Opdracht: Geef alle regels van de records hieronder weer als een genummerde lijst en laat lege regels weg.
* * *
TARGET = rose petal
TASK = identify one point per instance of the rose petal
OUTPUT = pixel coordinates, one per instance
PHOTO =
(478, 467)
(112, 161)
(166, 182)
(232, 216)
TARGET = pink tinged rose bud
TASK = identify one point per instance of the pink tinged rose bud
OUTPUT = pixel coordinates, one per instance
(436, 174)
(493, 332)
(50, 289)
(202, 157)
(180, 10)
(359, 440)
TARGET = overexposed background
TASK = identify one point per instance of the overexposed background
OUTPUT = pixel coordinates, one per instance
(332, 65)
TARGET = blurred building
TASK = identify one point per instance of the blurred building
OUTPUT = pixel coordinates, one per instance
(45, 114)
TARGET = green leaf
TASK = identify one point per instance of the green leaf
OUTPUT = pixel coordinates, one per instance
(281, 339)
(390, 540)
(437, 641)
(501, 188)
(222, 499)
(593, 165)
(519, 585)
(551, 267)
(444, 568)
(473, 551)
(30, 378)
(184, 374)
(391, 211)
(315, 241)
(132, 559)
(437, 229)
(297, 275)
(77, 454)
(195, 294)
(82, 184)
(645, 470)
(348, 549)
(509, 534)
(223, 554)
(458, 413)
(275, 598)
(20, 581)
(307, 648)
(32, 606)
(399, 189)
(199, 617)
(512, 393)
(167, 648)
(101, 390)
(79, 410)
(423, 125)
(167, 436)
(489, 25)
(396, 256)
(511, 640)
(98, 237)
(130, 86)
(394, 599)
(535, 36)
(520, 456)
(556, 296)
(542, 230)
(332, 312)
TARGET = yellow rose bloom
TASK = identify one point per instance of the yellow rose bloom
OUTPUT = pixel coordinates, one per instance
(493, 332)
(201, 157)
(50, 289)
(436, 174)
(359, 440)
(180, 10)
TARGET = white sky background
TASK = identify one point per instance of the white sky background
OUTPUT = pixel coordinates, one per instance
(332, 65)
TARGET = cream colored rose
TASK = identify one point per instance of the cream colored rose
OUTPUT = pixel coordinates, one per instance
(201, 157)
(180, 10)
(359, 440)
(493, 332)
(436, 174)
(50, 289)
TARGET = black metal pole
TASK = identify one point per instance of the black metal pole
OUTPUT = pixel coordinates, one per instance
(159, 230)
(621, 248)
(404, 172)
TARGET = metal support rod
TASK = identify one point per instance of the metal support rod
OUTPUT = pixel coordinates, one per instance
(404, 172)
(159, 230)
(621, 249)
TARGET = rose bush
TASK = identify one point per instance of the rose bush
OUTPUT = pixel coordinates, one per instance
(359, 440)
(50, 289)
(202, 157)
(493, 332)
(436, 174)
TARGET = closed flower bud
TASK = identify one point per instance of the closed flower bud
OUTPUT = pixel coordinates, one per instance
* * *
Oplossing:
1. TARGET = rose petal
2. TASK = identify one point per instance of the rose petal
3. OUTPUT = pixel coordinates, one per instance
4. PHOTO =
5. (478, 467)
6. (112, 161)
7. (166, 182)
8. (232, 216)
9. TARGET = pink tinged rose bud
10. TASK = identify one point per instance of the pink tinged rose bud
11. OUTPUT = pixel coordinates, one per instance
12. (436, 174)
13. (493, 332)
14. (50, 289)
15. (202, 157)
16. (180, 10)
17. (359, 440)
18. TARGET = overexposed background
19. TASK = identify one point per instance of the overexposed background
20. OUTPUT = pixel coordinates, one per instance
21. (332, 65)
22. TARGET = blurred building
23. TASK = identify one point per instance of the blurred building
24. OUTPUT = pixel coordinates, one per instance
25. (45, 114)
26. TARGET = green leaf
27. TASK = identify one point per instance of the green leaf
28. OUTPUT = pixel coordinates, one per instance
29. (281, 339)
30. (390, 540)
31. (437, 641)
32. (501, 188)
33. (222, 499)
34. (593, 165)
35. (519, 585)
36. (551, 267)
37. (444, 568)
38. (473, 551)
39. (30, 378)
40. (184, 374)
41. (391, 211)
42. (315, 241)
43. (132, 559)
44. (437, 229)
45. (297, 275)
46. (77, 454)
47. (195, 294)
48. (82, 184)
49. (645, 470)
50. (348, 549)
51. (509, 534)
52. (223, 554)
53. (458, 413)
54. (275, 598)
55. (20, 581)
56. (307, 648)
57. (32, 606)
58. (399, 189)
59. (199, 617)
60. (512, 393)
61. (167, 648)
62. (101, 390)
63. (79, 410)
64. (423, 125)
65. (167, 436)
66. (489, 25)
67. (396, 256)
68. (511, 640)
69. (98, 237)
70. (130, 86)
71. (394, 599)
72. (535, 36)
73. (520, 456)
74. (556, 296)
75. (542, 230)
76. (332, 312)
77. TARGET = yellow rose bloom
78. TASK = identify one point per instance of the yellow rose bloom
79. OUTPUT = pixel coordinates, one per instance
80. (493, 332)
81. (201, 157)
82. (50, 289)
83. (436, 174)
84. (359, 440)
85. (180, 10)
86. TARGET = white sky background
87. TASK = identify one point per instance of the white sky background
88. OUTPUT = pixel coordinates, one per instance
89. (332, 65)
90. TARGET = cream colored rose
91. TASK = identify one point per instance of the cream colored rose
92. OUTPUT = pixel coordinates, one per instance
93. (201, 157)
94. (180, 10)
95. (359, 440)
96. (493, 332)
97. (436, 174)
98. (50, 289)
99. TARGET = black metal pole
100. TASK = identify one point per instance of the black metal pole
101. OUTPUT = pixel coordinates, one per instance
102. (159, 230)
103. (621, 248)
104. (404, 172)
105. TARGET = metal support rod
106. TASK = identify one point per instance of the metal support rod
107. OUTPUT = pixel coordinates, one per instance
108. (404, 172)
109. (159, 230)
110. (621, 249)
111. TARGET = rose bush
112. TASK = identify one point per instance of the rose bush
113. OUTPUT = pixel coordinates, one per instance
114. (359, 440)
115. (50, 289)
116. (202, 157)
117. (493, 332)
118. (436, 174)
119. TARGET = closed flower bud
120. TASK = identify one point per instance of the closed flower bud
121. OUTPUT = pixel coordinates, one per instance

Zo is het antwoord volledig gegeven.